> _Provided text_
= Beginning of Section =
Luwang Huiningsumba (Note: written in traditional Meitei Mayek script as ꯂꯨꯋꯥꯡ ꯍꯨꯏꯅꯤꯡꯁꯨꯝꯕ.) or Luwang Huiningshumba was a mythical nobleman in the traditional narrative from ancient kingdom of Moirang. He belonged to the Luwang clan. He was the father of Yaithingkonu.

== Status and family ==

Luwang Huiningsumba was a member of the Luwang clan. He held a ministerial position in the royal court of Moirang kingdom. His daughter, Yaithingkonu, became the lover of Khuyol Haoba, an orphan from Moirang.

== Hunting expedition ==

Once Huiningsumba was sent by the Moirang king on a hunting expedition. However, he was unable to find any wild animals. To drive animals out of hiding in the forest, he ordered his men that the surrounding bushes be burned. This decision led to a serious and unexpected disaster.
= End of Section =
> _Data extract_
= Beginning of Section =
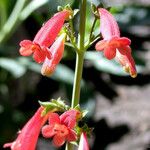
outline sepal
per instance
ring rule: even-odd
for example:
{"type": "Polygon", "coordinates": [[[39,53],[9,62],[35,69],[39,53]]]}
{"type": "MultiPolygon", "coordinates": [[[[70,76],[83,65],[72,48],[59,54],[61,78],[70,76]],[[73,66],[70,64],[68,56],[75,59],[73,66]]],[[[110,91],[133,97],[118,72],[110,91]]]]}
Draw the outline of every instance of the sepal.
{"type": "Polygon", "coordinates": [[[52,99],[49,102],[41,102],[39,101],[40,105],[44,107],[42,111],[42,116],[46,115],[48,112],[64,112],[69,109],[69,106],[64,103],[61,98],[52,99]]]}

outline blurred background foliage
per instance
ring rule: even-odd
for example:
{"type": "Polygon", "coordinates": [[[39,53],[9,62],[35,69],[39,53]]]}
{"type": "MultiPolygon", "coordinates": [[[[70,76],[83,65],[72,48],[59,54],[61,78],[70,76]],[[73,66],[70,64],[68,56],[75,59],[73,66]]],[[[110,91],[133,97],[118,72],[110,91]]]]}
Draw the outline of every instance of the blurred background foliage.
{"type": "MultiPolygon", "coordinates": [[[[20,57],[18,50],[19,42],[23,39],[33,39],[41,25],[57,11],[58,5],[70,4],[73,9],[78,9],[79,2],[79,0],[0,0],[0,147],[16,137],[16,131],[22,128],[39,107],[38,100],[48,101],[61,96],[68,101],[68,104],[70,103],[75,65],[75,53],[72,48],[65,47],[64,58],[50,78],[42,77],[41,66],[32,58],[20,57]]],[[[94,20],[90,10],[91,2],[98,5],[100,0],[88,1],[86,39],[94,20]]],[[[108,61],[101,53],[95,52],[94,44],[85,55],[81,106],[89,110],[87,122],[95,127],[91,138],[91,148],[113,150],[113,146],[109,144],[117,143],[124,134],[131,130],[131,127],[128,123],[119,124],[120,126],[115,124],[111,127],[107,122],[107,115],[95,116],[96,110],[99,112],[103,107],[100,105],[97,108],[99,97],[102,96],[101,99],[105,99],[104,101],[109,102],[109,105],[113,107],[114,101],[119,101],[118,89],[121,89],[122,85],[132,90],[134,86],[140,88],[149,84],[150,1],[104,0],[102,2],[106,7],[113,6],[111,12],[119,22],[122,36],[131,38],[131,47],[138,70],[138,77],[131,79],[118,63],[108,61]]],[[[79,16],[76,15],[74,18],[76,35],[78,21],[79,16]]],[[[95,35],[99,34],[99,22],[94,31],[95,35]]],[[[127,94],[130,97],[130,93],[127,92],[127,94]]],[[[137,93],[134,92],[133,95],[136,96],[137,93]]],[[[149,102],[146,95],[141,96],[141,99],[144,98],[145,103],[149,102]]],[[[133,103],[133,108],[135,103],[133,103]]],[[[145,105],[150,106],[150,104],[145,105]]],[[[148,114],[150,114],[150,109],[148,114]]],[[[147,124],[150,129],[150,122],[147,124]]],[[[150,134],[148,135],[150,137],[150,134]]],[[[146,142],[145,145],[147,144],[150,143],[146,142]]],[[[145,145],[141,144],[140,150],[144,150],[145,145]]],[[[41,138],[38,149],[53,148],[50,147],[49,141],[45,142],[41,138]]],[[[119,149],[138,150],[136,147],[119,149]]]]}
= End of Section =
> _Task directions_
Output the full text about Luwang Huiningsumba word for word. Work only from the text about Luwang Huiningsumba.

> _Problem solution_
Luwang Huiningsumba (Note: written in traditional Meitei Mayek script as ꯂꯨꯋꯥꯡ ꯍꯨꯏꯅꯤꯡꯁꯨꯝꯕ.) or Luwang Huiningshumba was a mythical nobleman in the traditional narrative from ancient kingdom of Moirang. He belonged to the Luwang clan. He was the father of Yaithingkonu.

== Status and family ==

Luwang Huiningsumba was a member of the Luwang clan. He held a ministerial position in the royal court of Moirang kingdom. His daughter, Yaithingkonu, became the lover of Khuyol Haoba, an orphan from Moirang.

== Hunting expedition ==

Once Huiningsumba was sent by the Moirang king on a hunting expedition. However, he was unable to find any wild animals. To drive animals out of hiding in the forest, he ordered his men that the surrounding bushes be burned. This decision led to a serious and unexpected disaster.